[Dataset entries]
** start **

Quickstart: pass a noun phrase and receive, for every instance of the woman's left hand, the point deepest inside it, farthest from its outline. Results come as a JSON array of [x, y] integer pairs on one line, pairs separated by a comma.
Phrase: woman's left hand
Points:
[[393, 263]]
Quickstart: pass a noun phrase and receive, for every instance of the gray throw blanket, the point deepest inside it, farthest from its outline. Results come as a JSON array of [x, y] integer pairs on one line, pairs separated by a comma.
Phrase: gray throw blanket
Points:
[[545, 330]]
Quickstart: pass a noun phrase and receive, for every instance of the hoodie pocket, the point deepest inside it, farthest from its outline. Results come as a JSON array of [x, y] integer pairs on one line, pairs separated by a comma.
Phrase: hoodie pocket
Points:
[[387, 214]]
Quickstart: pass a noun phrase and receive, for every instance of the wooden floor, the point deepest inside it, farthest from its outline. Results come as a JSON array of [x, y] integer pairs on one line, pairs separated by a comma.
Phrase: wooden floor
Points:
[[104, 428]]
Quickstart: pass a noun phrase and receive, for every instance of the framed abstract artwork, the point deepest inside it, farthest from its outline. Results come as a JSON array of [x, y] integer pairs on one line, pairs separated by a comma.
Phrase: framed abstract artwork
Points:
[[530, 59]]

** end **

__What is required__. Convert all of the items above into a two-column CSV with the header item_text,answer and one row per item. Put each item's text and its answer in their own quoted fields, and replace line breaks with spaces.

__Solution for this exercise__.
item_text,answer
"Quickstart: pass a noun phrase and receive, for every instance of the woman's left hand, the point deepest inside it, farthest from its outline. Results come as a JSON array of [x, y] integer pairs on one line, pairs separated by a comma. Phrase: woman's left hand Points:","[[393, 263]]"
"Quickstart: pass a noun phrase and receive, for every instance of the gray throw blanket, the point deepest inside it, farthest from its outline. Results come as a JSON array of [x, y] integer pairs on one line, pairs separated by a comma. Phrase: gray throw blanket Points:","[[545, 330]]"
"Quickstart: pass a noun phrase and receive, for every instance of the hoodie pocket, the point deepest inside it, farthest from its outline. Results come as a JSON array of [x, y] integer pairs on one line, pairs separated by a comma. Phrase: hoodie pocket Points:","[[387, 214]]"
"Quickstart: pass a noun phrase and receive, for every instance of the wooden floor, the point deepest inside it, farthest from its outline. Results come as a JSON array of [x, y] integer pairs on one line, pairs separated by a comma. Phrase: wooden floor Points:","[[104, 428]]"
"Quickstart: pass a noun phrase and receive, for every instance of the framed abstract artwork, the point deepest inside it, farthest from its outline. Results come as a JSON array of [x, y] integer pairs on one line, pairs separated by a comma. Phrase: framed abstract artwork Points:","[[530, 59]]"